**Exercise passage**
- Opening Delimiter -

The final destination of my Dalínian pilgrimage – with a much-deserved stop to relish the local wine product at the Brugarol winery, with its impressive semi-underground cellar designed by RCR Arquitectes – was the Salvador Dalí House-Museum in Portlligat, in the municipality of Cadaqués. Even before Dalí established a primary residence there for himself and Gala, Portlligat had figured in some of European art history’s most famous biographies (residents have included Duchamp and Picasso). During my visit, tours of the house and grounds were punctuated by visits to local art establishments; on a lazy afternoon, I dropped by the artist Alicia Cayuela’s studio (her recent collection of poems Monsterlove is disarmingly beautiful) and Patrick Domken Gallery, where works by the Japanese artist Koyama were on view.

- Closing Delimiter -

**Questions to answer**
1) In the passage about the Dalínian pilgrimage, which firm designed the semi-underground cellar at the Brugarol winery?
2) From the passage about the Dalínian pilgrimage, return the stretch from "The final destination" through "were on view.", word for word.

**Raw data**
- Opening Delimiter -

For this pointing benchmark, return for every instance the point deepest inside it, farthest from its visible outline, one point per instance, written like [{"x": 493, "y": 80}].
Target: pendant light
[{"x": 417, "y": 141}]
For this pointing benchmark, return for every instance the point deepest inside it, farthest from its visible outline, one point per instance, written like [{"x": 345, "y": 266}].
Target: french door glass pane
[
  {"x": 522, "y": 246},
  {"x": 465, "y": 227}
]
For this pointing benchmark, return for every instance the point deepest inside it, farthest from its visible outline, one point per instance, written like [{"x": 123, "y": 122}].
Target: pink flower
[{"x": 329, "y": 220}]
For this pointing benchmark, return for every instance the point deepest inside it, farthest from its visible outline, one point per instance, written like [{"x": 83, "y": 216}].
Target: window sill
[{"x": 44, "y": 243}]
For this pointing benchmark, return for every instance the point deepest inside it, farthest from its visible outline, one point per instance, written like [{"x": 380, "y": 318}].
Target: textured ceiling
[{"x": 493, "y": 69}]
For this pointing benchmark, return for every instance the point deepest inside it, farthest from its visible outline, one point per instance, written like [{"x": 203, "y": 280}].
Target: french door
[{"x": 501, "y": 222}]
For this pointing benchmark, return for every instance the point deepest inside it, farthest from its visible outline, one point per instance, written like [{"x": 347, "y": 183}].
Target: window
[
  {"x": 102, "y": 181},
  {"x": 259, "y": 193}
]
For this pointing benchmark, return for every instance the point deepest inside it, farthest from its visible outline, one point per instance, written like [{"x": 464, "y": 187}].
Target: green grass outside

- Closing Delimiter -

**Responses per task**
1) RCR Arquitectes

2)
The final destination of my Dalínian pilgrimage – with a much-deserved stop to relish the local wine product at the Brugarol winery, with its impressive semi-underground cellar designed by RCR Arquitectes – was the Salvador Dalí House-Museum in Portlligat, in the municipality of Cadaqués. Even before Dalí established a primary residence there for himself and Gala, Portlligat had figured in some of European art history’s most famous biographies (residents have included Duchamp and Picasso). During my visit, tours of the house and grounds were punctuated by visits to local art establishments; on a lazy afternoon, I dropped by the artist Alicia Cayuela’s studio (her recent collection of poems Monsterlove is disarmingly beautiful) and Patrick Domken Gallery, where works by the Japanese artist Koyama were on view.